:: Provided material ::

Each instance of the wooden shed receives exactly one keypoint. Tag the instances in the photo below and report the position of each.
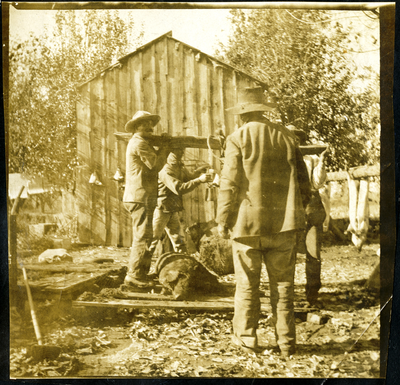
(190, 90)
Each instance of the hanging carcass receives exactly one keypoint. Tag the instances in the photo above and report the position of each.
(358, 211)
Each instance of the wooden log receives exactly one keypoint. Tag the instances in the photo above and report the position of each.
(355, 173)
(201, 142)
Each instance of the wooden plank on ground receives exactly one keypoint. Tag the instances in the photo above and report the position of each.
(210, 305)
(64, 285)
(81, 268)
(154, 304)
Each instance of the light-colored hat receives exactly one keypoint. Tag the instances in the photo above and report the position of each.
(251, 99)
(300, 134)
(139, 117)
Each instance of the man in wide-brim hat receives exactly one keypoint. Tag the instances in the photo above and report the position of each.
(264, 184)
(143, 163)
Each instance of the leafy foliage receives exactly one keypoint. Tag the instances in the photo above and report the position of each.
(301, 55)
(44, 73)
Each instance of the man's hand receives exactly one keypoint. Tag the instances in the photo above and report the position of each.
(203, 178)
(202, 168)
(223, 231)
(324, 154)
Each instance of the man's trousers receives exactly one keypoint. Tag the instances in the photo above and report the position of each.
(142, 235)
(277, 252)
(171, 223)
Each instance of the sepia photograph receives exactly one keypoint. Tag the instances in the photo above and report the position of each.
(199, 190)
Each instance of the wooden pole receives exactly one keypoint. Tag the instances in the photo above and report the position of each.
(355, 173)
(13, 248)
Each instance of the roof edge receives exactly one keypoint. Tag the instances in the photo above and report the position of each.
(169, 35)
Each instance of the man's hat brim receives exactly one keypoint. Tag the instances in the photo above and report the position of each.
(131, 125)
(244, 108)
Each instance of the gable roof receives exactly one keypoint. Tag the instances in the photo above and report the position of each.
(168, 35)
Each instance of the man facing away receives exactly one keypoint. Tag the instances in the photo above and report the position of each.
(264, 185)
(315, 217)
(143, 163)
(174, 180)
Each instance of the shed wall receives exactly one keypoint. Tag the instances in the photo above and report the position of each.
(188, 89)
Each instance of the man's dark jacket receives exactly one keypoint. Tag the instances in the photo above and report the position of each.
(264, 181)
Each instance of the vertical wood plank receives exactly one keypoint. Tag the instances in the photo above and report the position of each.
(161, 70)
(98, 225)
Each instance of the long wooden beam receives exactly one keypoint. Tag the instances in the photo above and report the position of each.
(205, 143)
(210, 305)
(355, 173)
(354, 6)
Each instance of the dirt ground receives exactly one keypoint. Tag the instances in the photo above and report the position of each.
(168, 343)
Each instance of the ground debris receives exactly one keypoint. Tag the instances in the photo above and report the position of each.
(151, 343)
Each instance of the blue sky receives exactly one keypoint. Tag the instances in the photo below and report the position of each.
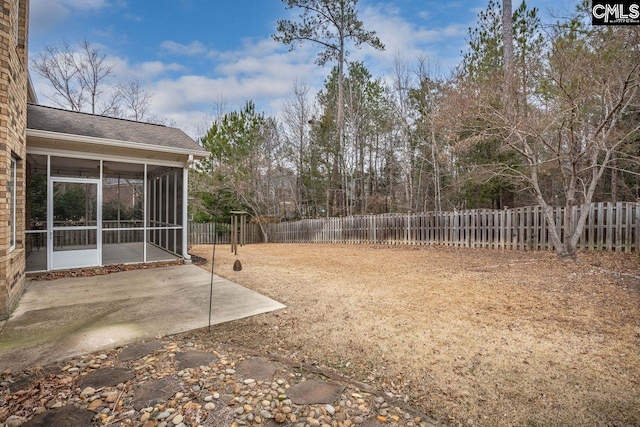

:::

• Your instructions:
Set down the entries word for word, omitting all pictures.

• Task solution:
Each instance of the wooden shed receives exactly one keypoint. Tag the instances in the photo below and report the position of each.
(190, 90)
Each instance of the hanging carcass receives exactly one keypoint. Tag the instances in the photo above and report the position of each.
(358, 211)
Each instance of the wooden log receives exactly one keypoint. Tag the instances in the photo above and report the position of each.
(355, 173)
(201, 142)
Each instance of the wooden plank on ground receives exactly one keypoint. Tag the instances in the photo above and report the position of each.
(210, 305)
(64, 285)
(81, 268)
(154, 304)
Each instance of the light-colored hat receives exactly one keypoint. Tag the instances in the photo above and report the position of each.
(251, 99)
(300, 134)
(139, 117)
Each instance of the man in wide-brim hat receives exactly one keypoint. Tag the instances in the photo above and report the position of each.
(264, 184)
(143, 163)
Each instance of the leafy foliage receives exactly one keypoint. Tag the instances in the photo above and report the position of each.
(301, 55)
(44, 73)
Each instance of the man's hand receives exactly one keypoint. Tag the instances in the photo above and report the position of each.
(203, 178)
(202, 168)
(223, 231)
(324, 154)
Each instance of the man's trousers receives exactly one keypoint. Tag the instances in the photo above and report the position of each.
(142, 235)
(277, 252)
(171, 223)
Each instance of the sepia photograph receives exactly one keypoint. Tag the instances in the photo above and report the position of each.
(199, 190)
Each instance of the wooden pole receives exactly one keypoint. Tag the instances in the photo above and report the position of each.
(355, 173)
(13, 248)
Each instance of the roof edge receives exactly one keypoint. Tag the instances in the photo above and report the position of each.
(169, 35)
Each instance of the man's hat brim receives exactly one keypoint. Tag the instances in the photo above and report the position of each.
(131, 125)
(244, 108)
Each instance of the gable roof receives exactly one keypoint. Tag the instances in the photo above and report the position of each.
(168, 35)
Each instance of the man facing away receives exactly one keypoint. Tag the instances in the photo above and report the position of each.
(264, 185)
(315, 217)
(143, 163)
(174, 180)
Each instance of the shed wall receives exactly one keypoint. Tag the instances in the photo above and report the position of each.
(188, 89)
Each instance of the man's dark jacket receives exactly one keypoint. Tag the instances in the photo above and report the position of each.
(264, 181)
Each instance of the vertical wood plank receives exactly one keypoint. Tag the instances in the photo above and report the position of each.
(161, 70)
(98, 225)
Each instance of the long wooden beam receives exactly one keypoint. Tag the instances in the photo above and report the position of each.
(205, 143)
(210, 305)
(355, 173)
(354, 6)
Each instance of the dirt ground receives exactly one keypoint. Tag the instances in the photo above and report the position of each.
(168, 343)
Each instance of the ground debris receives exactly one keypoint. Tag the instances in the photo above and report the position of each.
(151, 343)
Each instance of the blue sky receives exactly one keypoint. Tag the instances in the photo below and report the position of each.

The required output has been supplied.